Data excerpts
"""

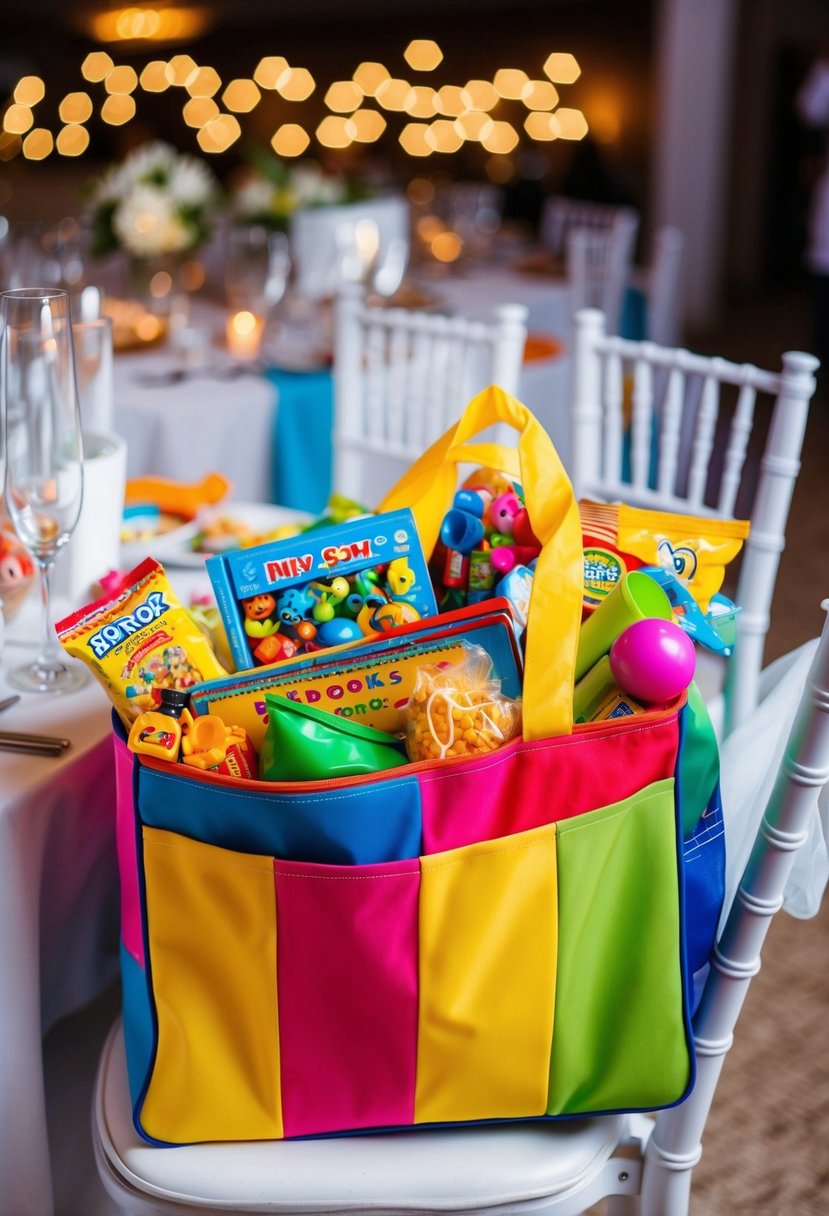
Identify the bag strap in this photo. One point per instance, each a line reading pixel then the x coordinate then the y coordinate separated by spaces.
pixel 554 615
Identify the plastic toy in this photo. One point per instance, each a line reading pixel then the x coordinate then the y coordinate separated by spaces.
pixel 179 497
pixel 598 697
pixel 463 523
pixel 157 732
pixel 502 512
pixel 633 597
pixel 260 615
pixel 322 578
pixel 304 743
pixel 206 742
pixel 653 660
pixel 715 630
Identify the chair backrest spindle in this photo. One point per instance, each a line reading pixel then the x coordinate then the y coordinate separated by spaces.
pixel 401 377
pixel 678 412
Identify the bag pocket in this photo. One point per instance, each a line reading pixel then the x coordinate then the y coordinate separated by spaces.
pixel 621 1024
pixel 293 998
pixel 536 974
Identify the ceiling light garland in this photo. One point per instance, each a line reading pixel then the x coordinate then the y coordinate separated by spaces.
pixel 433 120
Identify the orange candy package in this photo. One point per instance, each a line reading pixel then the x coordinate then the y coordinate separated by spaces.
pixel 140 640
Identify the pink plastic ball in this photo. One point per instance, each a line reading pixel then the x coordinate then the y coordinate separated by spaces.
pixel 653 660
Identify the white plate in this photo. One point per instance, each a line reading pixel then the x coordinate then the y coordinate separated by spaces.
pixel 175 549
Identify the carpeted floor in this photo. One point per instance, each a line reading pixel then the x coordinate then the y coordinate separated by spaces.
pixel 765 1149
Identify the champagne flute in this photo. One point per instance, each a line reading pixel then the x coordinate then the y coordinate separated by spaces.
pixel 43 454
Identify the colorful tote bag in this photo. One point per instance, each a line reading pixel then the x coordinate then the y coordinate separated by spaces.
pixel 485 939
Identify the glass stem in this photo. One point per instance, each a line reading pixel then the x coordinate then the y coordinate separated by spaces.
pixel 51 656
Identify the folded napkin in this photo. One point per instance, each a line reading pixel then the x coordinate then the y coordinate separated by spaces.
pixel 302 455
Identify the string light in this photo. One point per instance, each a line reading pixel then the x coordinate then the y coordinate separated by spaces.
pixel 241 96
pixel 463 110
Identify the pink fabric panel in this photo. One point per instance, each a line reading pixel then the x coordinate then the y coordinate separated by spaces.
pixel 128 862
pixel 528 784
pixel 347 963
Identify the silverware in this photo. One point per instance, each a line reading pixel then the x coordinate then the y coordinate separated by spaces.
pixel 34 744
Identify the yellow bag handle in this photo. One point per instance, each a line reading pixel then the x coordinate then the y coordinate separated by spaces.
pixel 554 617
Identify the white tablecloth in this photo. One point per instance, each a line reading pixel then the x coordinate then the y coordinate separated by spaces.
pixel 58 905
pixel 58 896
pixel 203 422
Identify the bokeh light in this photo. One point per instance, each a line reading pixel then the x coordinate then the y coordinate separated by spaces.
pixel 393 94
pixel 571 123
pixel 291 139
pixel 17 119
pixel 562 67
pixel 75 107
pixel 332 133
pixel 344 96
pixel 96 66
pixel 118 110
pixel 366 125
pixel 38 144
pixel 241 96
pixel 153 78
pixel 199 111
pixel 72 140
pixel 539 95
pixel 295 84
pixel 269 71
pixel 122 79
pixel 370 76
pixel 29 90
pixel 413 139
pixel 206 83
pixel 423 55
pixel 509 83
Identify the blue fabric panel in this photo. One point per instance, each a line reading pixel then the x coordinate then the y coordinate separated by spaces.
pixel 344 827
pixel 139 1032
pixel 704 863
pixel 302 460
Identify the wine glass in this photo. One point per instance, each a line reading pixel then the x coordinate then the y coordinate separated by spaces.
pixel 257 270
pixel 43 454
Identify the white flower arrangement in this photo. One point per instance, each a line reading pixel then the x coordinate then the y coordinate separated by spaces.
pixel 157 201
pixel 272 190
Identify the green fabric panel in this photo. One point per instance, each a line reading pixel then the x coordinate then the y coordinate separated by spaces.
pixel 699 760
pixel 619 1037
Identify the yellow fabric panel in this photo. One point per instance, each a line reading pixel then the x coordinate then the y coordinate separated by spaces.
pixel 488 979
pixel 554 618
pixel 212 922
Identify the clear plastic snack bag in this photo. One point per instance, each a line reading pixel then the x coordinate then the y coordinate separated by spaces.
pixel 458 710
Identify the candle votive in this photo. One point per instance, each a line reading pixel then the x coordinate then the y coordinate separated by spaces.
pixel 243 335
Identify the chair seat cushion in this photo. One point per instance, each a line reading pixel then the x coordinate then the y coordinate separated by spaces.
pixel 446 1169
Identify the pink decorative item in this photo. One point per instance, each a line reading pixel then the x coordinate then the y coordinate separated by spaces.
pixel 653 660
pixel 502 511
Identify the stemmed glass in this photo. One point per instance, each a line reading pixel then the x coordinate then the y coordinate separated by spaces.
pixel 258 266
pixel 43 454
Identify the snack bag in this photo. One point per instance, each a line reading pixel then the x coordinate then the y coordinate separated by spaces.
pixel 619 539
pixel 140 640
pixel 458 710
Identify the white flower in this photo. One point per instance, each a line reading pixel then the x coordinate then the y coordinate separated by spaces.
pixel 146 223
pixel 254 197
pixel 191 181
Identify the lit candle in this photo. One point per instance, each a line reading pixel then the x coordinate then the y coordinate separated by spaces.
pixel 243 333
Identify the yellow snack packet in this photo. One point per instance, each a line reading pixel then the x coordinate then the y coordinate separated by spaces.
pixel 697 550
pixel 140 640
pixel 619 539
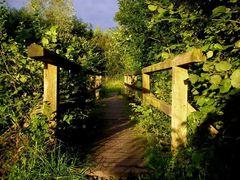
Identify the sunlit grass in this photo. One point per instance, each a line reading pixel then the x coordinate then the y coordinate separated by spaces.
pixel 113 85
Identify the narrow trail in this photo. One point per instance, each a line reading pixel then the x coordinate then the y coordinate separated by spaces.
pixel 119 153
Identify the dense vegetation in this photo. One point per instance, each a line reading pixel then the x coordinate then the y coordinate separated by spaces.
pixel 152 31
pixel 149 31
pixel 28 149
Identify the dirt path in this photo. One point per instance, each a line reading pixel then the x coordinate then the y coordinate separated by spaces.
pixel 119 152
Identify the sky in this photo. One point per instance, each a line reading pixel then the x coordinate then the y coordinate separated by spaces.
pixel 96 12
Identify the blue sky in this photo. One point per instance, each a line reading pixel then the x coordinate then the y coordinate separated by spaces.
pixel 96 12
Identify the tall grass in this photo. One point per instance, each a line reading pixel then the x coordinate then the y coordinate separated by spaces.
pixel 37 163
pixel 113 85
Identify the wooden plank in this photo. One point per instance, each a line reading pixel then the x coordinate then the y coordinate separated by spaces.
pixel 146 86
pixel 38 53
pixel 190 109
pixel 195 55
pixel 179 107
pixel 51 91
pixel 159 104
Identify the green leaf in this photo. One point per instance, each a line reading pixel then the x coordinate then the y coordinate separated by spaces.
pixel 161 11
pixel 217 46
pixel 208 66
pixel 216 79
pixel 205 47
pixel 201 100
pixel 209 54
pixel 45 41
pixel 235 78
pixel 165 55
pixel 152 7
pixel 193 78
pixel 237 44
pixel 23 79
pixel 225 85
pixel 218 11
pixel 223 66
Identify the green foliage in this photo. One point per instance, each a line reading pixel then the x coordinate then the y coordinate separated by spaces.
pixel 25 137
pixel 37 164
pixel 162 29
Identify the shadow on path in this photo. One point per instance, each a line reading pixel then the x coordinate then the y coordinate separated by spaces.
pixel 117 152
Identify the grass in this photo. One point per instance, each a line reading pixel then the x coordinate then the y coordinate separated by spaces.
pixel 37 163
pixel 113 84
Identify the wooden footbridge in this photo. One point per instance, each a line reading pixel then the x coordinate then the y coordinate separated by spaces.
pixel 119 153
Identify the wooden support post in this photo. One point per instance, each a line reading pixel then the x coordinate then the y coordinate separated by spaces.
pixel 179 107
pixel 146 86
pixel 51 75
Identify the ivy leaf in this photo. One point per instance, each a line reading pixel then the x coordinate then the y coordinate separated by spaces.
pixel 161 11
pixel 45 41
pixel 216 79
pixel 205 47
pixel 152 7
pixel 223 66
pixel 218 11
pixel 235 78
pixel 209 54
pixel 193 78
pixel 237 44
pixel 201 101
pixel 165 55
pixel 217 46
pixel 23 79
pixel 225 85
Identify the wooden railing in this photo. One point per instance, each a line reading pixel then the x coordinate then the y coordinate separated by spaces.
pixel 179 109
pixel 52 62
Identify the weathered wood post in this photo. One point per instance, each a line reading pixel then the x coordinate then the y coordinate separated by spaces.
pixel 146 86
pixel 52 62
pixel 179 107
pixel 51 82
pixel 51 88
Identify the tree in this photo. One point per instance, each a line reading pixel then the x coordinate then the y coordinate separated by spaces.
pixel 56 12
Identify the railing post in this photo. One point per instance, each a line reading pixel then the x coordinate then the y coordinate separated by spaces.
pixel 179 107
pixel 51 90
pixel 146 86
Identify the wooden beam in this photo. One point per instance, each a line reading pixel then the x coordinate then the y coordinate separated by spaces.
pixel 146 86
pixel 159 104
pixel 51 91
pixel 38 53
pixel 179 107
pixel 195 55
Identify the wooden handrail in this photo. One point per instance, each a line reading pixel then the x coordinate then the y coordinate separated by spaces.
pixel 193 56
pixel 52 61
pixel 179 108
pixel 39 53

"""

= Task directions =
Exactly as they appear, print the lines from the one holding "Identify the wooden handrail" through the final line of the entries, and no others.

= Output for this exercise =
Identify the wooden handrail in this photo. One point per instance, each a line reading pixel then the x coordinate then the y coordinate separated by spaces.
pixel 193 56
pixel 52 61
pixel 179 108
pixel 39 53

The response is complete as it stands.